___ PROVIDED TEXT

The winemaker said net profit attributable in the half year that ended on December 31 tumbled 43 per cent to A$120.9 million (US$94 million) from last year.
Treasury Wine is not the only casualty of the anti-dumping duties, with total Australian wine exports to China falling by 98 per cent in December compared a year earlier, research firm IBISWorld showed.
The loss of access to the Chinese market has resulted in an oversupply of wine in Australia exerting downward pressure on prices and export profit margins.
Redistributing the surplus wine no longer sold to China to alternative export markets, such as Canada and South Korea, is expected to take at least two years, IBISWorld added.
Ongoing restrictions on hospitality across global markets are continuing to limit demand for wine, hindering the industry’s performance
“In addition to the China tariffs, the ongoing Covid-19 pandemic is continuing to disrupt Australian wine producers. Ongoing restrictions on hospitality across global markets are continuing to limit demand for wine, hindering the industry’s performance,” IBISWorld senior industry analyst Matthew Reeves said.
Treasure Wine CEO Tim Ford said while these disruptions would reverberate across the company’s sales channels throughout the rest of the 2021 financial year, it was poised for recovery once conditions improved, particularly luxury wine.
Treasury Wine also said it will reorganise into three new divisions and will operate under Penfolds, Treasury Premium Brands and Treasury Americas starting from the 2022 financial year.
“It’s certainly setting itself up for the possibility of carving out bits in the future,” said Henry Jennings, senior analyst at Marcus Today financial newsletter.
It will take a while to pivot the products away from China and cost the company marketing dollars while it happens, added Jennings.
The company said it was growing confident that it could divert its Penfolds Bins and Icon luxury ranges from China to other markets.
It will also look into divestments of non-priority brands and operating assets in the United States, and exit certain leases to cut costs across vineyard, winemaking, and packaging operations.
The company has had plans to spin off its high-end Penfolds label and shrink its low-end US “commercial” division since April but put them on hold amid mounting concerns over tariffs imposed on Australian wine imports by China, its biggest market.

______

PROBLEMS AND TASKS:
**a)** Answer these questions from the Treasury Wine article:
(i) By what percentage did net profit attributable fall in the half year that ended on December 31?
(ii) Which two alternative export markets does IBISWorld name for the surplus wine?
(iii) Under which three divisions will Treasury Wine operate starting from the 2022 financial year?
**b)** Duplicate the part of the Treasury Wine article from "The company said" to "its biggest market.".

___ MATERIAL PROVIDED

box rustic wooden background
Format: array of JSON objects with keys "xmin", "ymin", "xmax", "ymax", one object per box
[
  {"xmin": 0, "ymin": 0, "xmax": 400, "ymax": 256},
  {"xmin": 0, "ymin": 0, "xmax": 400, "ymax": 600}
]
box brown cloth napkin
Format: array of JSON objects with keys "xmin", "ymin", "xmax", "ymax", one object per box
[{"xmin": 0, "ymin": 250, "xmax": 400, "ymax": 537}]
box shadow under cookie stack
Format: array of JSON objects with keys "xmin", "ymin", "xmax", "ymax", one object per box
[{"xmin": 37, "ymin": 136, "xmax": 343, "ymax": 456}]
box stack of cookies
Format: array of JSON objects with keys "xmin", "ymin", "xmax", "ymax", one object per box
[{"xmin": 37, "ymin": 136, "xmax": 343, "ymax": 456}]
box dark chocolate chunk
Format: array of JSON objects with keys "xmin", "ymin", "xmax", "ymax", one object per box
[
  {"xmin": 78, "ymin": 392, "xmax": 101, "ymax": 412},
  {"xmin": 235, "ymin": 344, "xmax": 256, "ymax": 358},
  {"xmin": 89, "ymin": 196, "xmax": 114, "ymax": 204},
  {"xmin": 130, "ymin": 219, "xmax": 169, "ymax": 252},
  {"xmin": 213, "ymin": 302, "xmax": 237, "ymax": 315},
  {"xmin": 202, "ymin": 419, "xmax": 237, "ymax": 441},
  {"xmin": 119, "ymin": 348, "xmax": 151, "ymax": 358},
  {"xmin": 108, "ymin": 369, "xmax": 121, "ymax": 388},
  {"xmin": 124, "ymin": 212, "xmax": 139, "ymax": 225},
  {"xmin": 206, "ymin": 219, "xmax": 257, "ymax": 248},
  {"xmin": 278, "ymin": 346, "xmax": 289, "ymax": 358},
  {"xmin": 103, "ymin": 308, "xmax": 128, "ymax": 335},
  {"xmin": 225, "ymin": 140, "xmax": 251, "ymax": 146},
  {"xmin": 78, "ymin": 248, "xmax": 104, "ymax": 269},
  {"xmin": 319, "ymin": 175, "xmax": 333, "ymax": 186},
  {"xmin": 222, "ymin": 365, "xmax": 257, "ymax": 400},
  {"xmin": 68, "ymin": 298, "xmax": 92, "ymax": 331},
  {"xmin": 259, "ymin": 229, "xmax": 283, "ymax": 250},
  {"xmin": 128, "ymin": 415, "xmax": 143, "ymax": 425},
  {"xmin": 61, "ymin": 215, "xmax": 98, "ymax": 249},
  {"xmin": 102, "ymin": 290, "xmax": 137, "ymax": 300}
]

______

YOUR RESPONSES:
**a)**
(i) 43 per cent
(ii) Canada and South Korea
(iii) Penfolds, Treasury Premium Brands and Treasury Americas

**b)**
The company said it was growing confident that it could divert its Penfolds Bins and Icon luxury ranges from China to other markets.
It will also look into divestments of non-priority brands and operating assets in the United States, and exit certain leases to cut costs across vineyard, winemaking, and packaging operations.
The company has had plans to spin off its high-end Penfolds label and shrink its low-end US “commercial” division since April but put them on hold amid mounting concerns over tariffs imposed on Australian wine imports by China, its biggest market.